Stored rows:
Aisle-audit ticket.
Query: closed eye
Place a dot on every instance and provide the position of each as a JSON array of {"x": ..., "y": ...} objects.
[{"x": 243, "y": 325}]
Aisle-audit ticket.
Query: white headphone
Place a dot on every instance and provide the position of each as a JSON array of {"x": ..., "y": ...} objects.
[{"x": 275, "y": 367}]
==
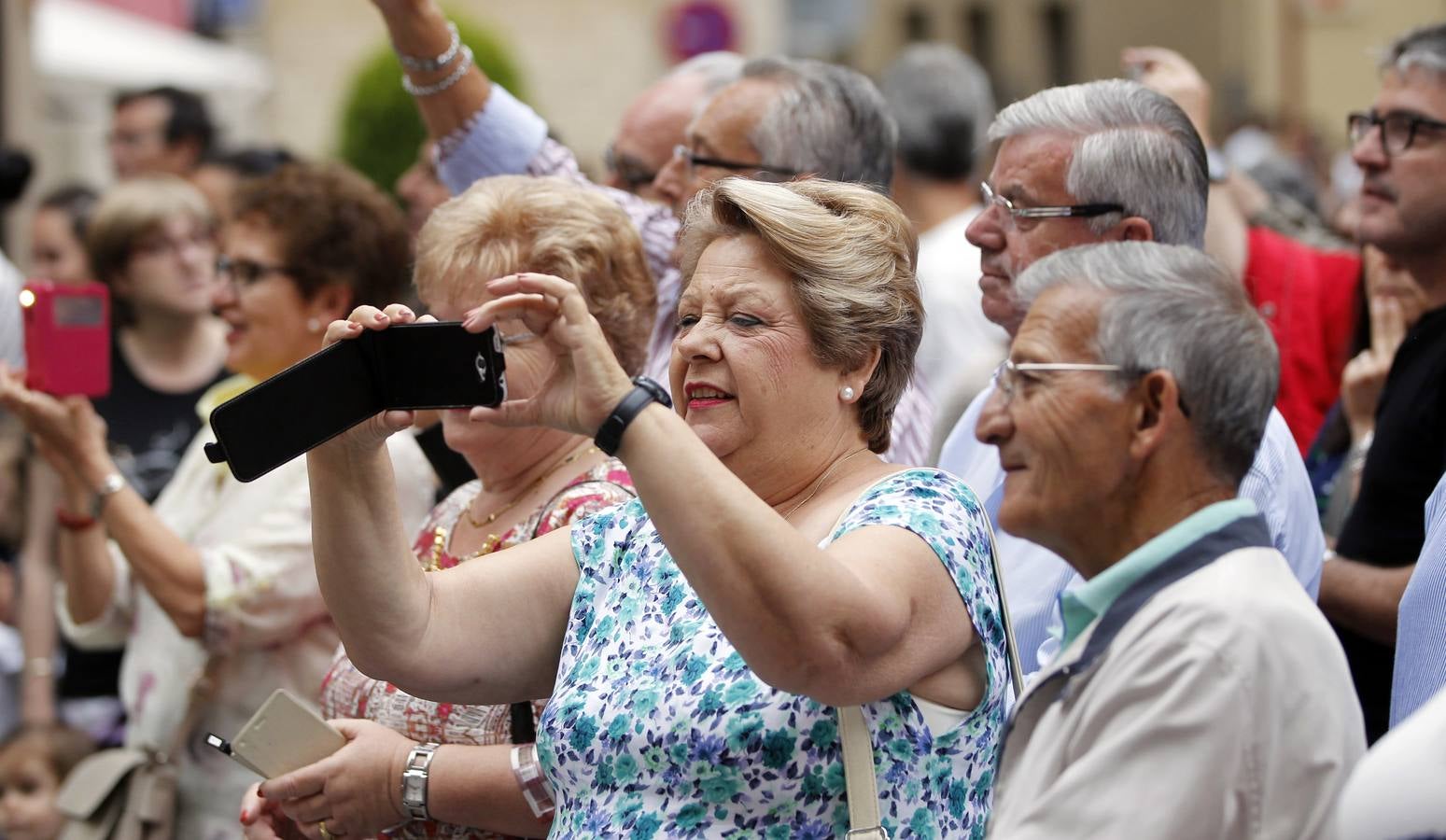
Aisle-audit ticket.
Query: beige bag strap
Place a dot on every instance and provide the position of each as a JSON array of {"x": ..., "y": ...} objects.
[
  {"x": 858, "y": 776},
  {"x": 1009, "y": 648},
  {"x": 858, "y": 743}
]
...
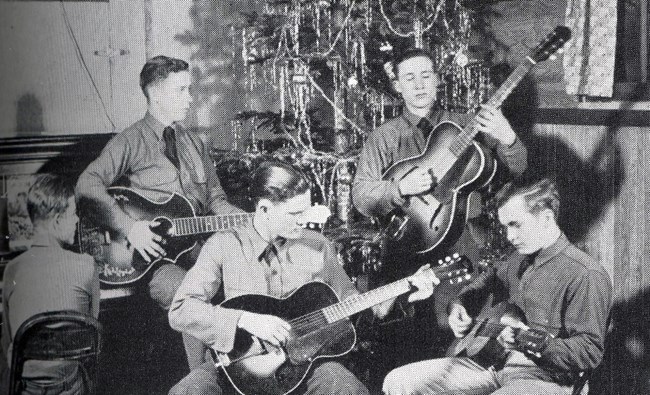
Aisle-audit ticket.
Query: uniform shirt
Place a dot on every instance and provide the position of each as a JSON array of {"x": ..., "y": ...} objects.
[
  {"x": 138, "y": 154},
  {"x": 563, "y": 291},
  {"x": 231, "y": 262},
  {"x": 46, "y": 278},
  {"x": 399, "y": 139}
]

Work to complete: Find every line in the records above that contains the string "Query", and copy each of those lines.

Answer to this problem:
Query: closed eye
Query: white headphone
Query: beige bag strap
Query: uniform shirt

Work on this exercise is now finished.